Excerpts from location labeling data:

— START —

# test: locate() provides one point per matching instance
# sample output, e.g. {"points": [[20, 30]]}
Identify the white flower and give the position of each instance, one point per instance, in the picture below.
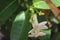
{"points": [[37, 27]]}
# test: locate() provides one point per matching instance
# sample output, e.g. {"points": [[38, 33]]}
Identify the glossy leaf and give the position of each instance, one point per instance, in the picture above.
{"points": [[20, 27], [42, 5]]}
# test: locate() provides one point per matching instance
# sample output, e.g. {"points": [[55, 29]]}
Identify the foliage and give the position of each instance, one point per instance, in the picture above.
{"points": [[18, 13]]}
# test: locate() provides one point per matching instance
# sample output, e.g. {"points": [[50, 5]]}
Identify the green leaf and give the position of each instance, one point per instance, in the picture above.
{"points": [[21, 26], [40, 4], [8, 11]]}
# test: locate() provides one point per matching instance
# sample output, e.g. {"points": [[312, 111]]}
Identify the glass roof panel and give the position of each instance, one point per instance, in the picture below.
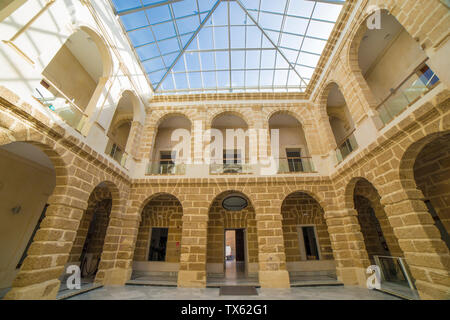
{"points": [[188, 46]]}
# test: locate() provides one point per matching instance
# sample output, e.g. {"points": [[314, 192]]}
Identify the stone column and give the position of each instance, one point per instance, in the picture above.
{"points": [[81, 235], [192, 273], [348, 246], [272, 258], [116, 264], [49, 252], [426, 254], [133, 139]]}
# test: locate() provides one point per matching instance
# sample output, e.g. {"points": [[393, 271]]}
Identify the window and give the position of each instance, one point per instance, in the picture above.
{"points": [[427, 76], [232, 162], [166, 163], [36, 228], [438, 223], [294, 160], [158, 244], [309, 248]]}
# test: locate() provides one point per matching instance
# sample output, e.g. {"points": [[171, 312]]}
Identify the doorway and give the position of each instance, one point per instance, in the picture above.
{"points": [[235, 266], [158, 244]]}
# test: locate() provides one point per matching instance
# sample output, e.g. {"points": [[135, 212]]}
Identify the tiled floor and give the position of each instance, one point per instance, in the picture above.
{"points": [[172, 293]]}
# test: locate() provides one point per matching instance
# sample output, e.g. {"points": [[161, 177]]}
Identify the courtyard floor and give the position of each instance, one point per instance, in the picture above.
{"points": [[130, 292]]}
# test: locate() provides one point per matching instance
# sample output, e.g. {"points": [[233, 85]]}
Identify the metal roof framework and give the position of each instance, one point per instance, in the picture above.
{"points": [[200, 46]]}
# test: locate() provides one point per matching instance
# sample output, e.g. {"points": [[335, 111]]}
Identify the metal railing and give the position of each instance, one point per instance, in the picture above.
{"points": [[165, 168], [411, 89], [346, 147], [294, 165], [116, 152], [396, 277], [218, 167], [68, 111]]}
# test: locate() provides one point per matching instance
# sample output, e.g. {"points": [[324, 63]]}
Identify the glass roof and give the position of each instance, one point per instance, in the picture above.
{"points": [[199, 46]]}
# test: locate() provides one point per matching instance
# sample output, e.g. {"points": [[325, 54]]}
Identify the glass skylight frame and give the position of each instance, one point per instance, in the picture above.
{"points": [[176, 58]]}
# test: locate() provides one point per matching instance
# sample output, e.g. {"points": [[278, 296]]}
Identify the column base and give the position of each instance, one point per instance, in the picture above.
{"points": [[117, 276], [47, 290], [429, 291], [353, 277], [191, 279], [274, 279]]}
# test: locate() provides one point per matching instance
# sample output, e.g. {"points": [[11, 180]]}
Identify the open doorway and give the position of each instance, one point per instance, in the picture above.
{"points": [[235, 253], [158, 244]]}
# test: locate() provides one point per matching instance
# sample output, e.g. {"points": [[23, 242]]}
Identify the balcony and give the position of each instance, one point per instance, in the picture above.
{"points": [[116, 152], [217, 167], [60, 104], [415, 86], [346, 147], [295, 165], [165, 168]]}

— END —
— START —

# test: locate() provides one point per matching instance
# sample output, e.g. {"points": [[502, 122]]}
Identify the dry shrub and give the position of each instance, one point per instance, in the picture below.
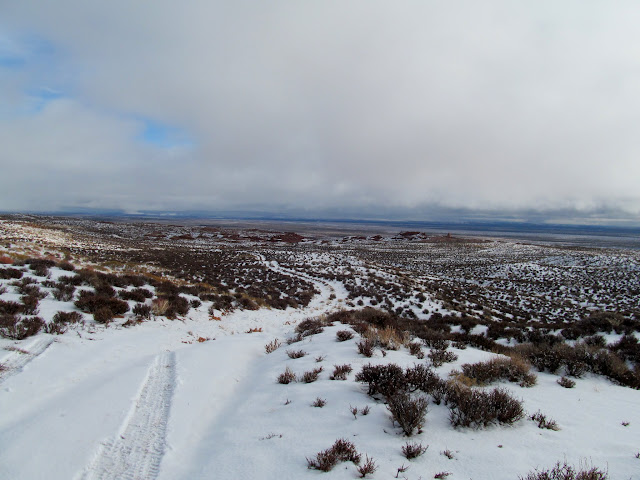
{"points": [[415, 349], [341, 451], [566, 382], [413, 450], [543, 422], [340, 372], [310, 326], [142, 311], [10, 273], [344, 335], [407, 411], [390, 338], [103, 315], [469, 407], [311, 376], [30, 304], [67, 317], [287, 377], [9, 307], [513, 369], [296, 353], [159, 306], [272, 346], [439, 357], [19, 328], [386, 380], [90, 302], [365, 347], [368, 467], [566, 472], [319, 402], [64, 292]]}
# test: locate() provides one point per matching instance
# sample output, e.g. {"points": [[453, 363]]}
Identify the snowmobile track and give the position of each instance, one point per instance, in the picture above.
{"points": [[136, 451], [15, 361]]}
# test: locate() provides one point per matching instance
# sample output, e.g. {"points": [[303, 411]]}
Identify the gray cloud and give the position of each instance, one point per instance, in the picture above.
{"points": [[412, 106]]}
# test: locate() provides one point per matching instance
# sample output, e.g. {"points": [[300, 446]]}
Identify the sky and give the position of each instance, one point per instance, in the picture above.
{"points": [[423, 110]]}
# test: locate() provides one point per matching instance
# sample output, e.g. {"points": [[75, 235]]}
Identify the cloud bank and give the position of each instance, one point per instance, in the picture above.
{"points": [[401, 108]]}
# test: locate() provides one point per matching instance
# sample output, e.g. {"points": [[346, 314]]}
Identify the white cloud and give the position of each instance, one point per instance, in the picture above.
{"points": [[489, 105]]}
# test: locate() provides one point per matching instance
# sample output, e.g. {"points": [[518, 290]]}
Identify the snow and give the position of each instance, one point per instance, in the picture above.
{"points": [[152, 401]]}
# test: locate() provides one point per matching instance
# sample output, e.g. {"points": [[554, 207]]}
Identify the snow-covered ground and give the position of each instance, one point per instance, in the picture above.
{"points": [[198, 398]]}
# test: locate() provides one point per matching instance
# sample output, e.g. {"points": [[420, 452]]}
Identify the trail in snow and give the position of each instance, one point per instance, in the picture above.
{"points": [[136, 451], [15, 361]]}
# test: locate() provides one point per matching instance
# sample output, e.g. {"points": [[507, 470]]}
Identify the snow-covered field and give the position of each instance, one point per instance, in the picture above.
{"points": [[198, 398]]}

— END —

EXERCISE DIRECTIONS: Pick out every line of the material above that contains the word "cloud" and copy each one in full, treating uppercase and lowercase letters as different.

THE RESPONSE:
Identify the gray cloud and give the position of each instance, one point per instance, in the picture above.
Identify the cloud bank and give the position of each instance, one point per instance, in the picture above.
Identify the white cloud and give the position of each instance, one point per instance, in the picture above.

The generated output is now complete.